__PROBLEM STATEMENT__
Rescale the stretch from the line containing "Objective — one point per instance of the smiling" through the end of the rows, and give only that stretch. Repeat every line with its wording unchanged, but multiply each coordinate by 1.75 and round it to a whole number, with halves rounded up.

__EXERCISE INPUTS__
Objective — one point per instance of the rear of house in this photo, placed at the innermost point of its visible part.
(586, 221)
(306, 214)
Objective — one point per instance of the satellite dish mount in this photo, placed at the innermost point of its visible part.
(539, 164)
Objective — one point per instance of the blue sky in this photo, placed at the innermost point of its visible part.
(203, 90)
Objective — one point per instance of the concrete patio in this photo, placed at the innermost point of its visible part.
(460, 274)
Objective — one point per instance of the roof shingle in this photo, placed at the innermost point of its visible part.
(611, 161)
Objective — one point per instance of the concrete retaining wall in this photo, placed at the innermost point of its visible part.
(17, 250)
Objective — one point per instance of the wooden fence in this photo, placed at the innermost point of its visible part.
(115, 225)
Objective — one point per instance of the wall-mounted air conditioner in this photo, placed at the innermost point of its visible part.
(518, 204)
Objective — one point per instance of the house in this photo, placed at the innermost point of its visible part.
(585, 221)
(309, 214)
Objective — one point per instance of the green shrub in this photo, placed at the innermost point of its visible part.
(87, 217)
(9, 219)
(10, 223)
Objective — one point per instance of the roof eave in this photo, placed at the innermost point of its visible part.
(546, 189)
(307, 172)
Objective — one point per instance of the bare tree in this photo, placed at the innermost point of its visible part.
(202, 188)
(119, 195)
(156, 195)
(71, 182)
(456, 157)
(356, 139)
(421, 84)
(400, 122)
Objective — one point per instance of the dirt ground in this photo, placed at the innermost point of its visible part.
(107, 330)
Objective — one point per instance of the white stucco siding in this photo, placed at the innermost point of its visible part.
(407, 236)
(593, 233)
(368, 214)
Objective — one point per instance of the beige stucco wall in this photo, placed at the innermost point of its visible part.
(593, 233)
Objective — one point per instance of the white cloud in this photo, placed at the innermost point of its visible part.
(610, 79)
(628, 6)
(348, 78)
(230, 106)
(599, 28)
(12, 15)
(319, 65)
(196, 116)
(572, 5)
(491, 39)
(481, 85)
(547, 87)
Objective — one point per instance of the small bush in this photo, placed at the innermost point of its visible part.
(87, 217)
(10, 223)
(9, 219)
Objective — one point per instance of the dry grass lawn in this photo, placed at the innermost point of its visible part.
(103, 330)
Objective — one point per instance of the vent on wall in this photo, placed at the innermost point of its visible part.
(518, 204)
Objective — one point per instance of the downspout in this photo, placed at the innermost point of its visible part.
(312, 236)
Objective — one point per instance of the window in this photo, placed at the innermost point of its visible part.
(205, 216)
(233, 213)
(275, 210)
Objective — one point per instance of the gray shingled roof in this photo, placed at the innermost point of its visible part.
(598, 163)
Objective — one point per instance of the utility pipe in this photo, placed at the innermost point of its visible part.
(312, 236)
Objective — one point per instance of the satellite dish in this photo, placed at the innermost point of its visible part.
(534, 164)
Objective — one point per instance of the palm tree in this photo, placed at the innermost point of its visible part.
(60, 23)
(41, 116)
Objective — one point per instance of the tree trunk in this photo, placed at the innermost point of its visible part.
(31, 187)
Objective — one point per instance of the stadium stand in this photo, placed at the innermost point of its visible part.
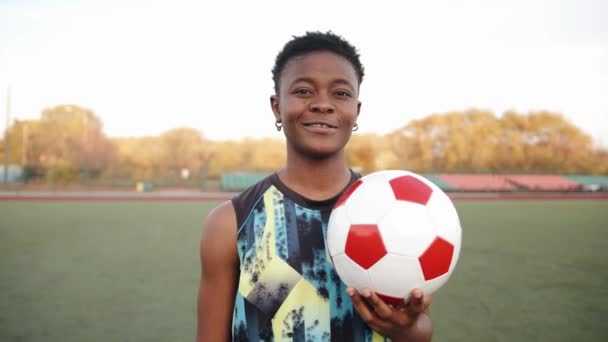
(440, 183)
(592, 183)
(477, 182)
(239, 181)
(543, 182)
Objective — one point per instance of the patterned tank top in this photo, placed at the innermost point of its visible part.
(288, 289)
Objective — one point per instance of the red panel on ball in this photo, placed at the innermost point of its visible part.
(391, 300)
(408, 188)
(436, 260)
(347, 193)
(364, 245)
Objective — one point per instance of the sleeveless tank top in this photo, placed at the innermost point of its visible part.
(288, 289)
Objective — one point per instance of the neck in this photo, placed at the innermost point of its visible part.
(317, 179)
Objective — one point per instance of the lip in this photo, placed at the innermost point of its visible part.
(322, 124)
(319, 127)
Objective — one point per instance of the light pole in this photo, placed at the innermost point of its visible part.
(6, 128)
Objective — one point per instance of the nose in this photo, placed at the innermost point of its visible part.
(322, 104)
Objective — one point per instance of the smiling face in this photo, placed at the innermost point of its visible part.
(317, 103)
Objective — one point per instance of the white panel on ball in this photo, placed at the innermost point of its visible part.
(396, 275)
(351, 273)
(385, 175)
(368, 203)
(336, 236)
(430, 286)
(407, 229)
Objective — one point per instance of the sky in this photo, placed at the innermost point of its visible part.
(144, 67)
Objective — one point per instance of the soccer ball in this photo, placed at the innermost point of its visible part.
(393, 231)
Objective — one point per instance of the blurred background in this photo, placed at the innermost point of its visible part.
(125, 122)
(107, 95)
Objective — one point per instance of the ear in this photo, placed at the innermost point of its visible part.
(274, 105)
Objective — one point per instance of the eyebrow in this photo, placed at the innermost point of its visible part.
(310, 80)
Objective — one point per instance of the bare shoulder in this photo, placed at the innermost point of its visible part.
(218, 238)
(222, 218)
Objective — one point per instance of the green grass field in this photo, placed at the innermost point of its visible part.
(128, 271)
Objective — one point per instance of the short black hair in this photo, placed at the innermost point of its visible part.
(313, 42)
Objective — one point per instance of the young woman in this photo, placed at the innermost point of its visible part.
(265, 272)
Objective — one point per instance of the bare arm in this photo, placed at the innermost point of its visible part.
(219, 275)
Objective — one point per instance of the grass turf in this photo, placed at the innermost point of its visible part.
(128, 271)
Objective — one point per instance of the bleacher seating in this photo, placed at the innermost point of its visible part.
(543, 182)
(239, 181)
(477, 182)
(590, 181)
(440, 183)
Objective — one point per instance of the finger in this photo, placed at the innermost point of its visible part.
(416, 304)
(382, 309)
(426, 302)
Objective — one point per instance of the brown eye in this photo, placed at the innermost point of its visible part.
(302, 92)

__WRITTEN RESPONSE__
Objective — one point per instance of the smiling face in this photo, placed at the innermost point of its visible part.
(555, 180)
Objective — one point per instance of the white panel on ball in this photo, placed at the innermost point of its visible part.
(693, 481)
(614, 478)
(674, 306)
(644, 355)
(588, 413)
(753, 501)
(712, 401)
Objective — one point per instance of the sky in this photo, placed at the innermost point of its visible part.
(252, 117)
Objective — one point per instance of the soccer ball in this photo, placed at the innermost point of its visible part.
(688, 404)
Objective — one point per instance of the blurred background in this photo, placed at the innermost point of its visible part.
(219, 214)
(187, 166)
Objective — one point per instance of the ear in this photo, placed at the innermost point of its visible part.
(480, 184)
Objective — one point per instance of the eyebrow in this photo, placed at the innermost point of its visible part.
(543, 140)
Objective — one point per instance of the bare shoulder in this photo, placed at the innermost point of its visible part.
(382, 417)
(389, 382)
Objective — one point per instance of the green grass field in this photo, placed at the innermost point of its visible part.
(224, 474)
Objective — one point per instance of the short black hair in this photo, placed at the innermost point of its visible part.
(548, 74)
Objective — one point per instance of the young woman in this photo, placed at the innermost point of its visible part.
(464, 476)
Objective — one point per instance of the bare arm in this photo, placed at the innermost point of its visible part.
(383, 481)
Objective — one point per instance of the grass turf in this photo, placed at the innermost point of its visible part.
(224, 474)
Objective — one point per instance of the bleacher seating in this photo, placed at the innermost point of its visible part.
(950, 319)
(418, 317)
(835, 319)
(1033, 317)
(770, 320)
Objective — one point per instance of the finger in this photo, placed at the innermost point of its visible part.
(728, 532)
(669, 541)
(746, 529)
Objective — one point per instance of the brown eye in this photo, placed at the innermost point of its visible part.
(529, 161)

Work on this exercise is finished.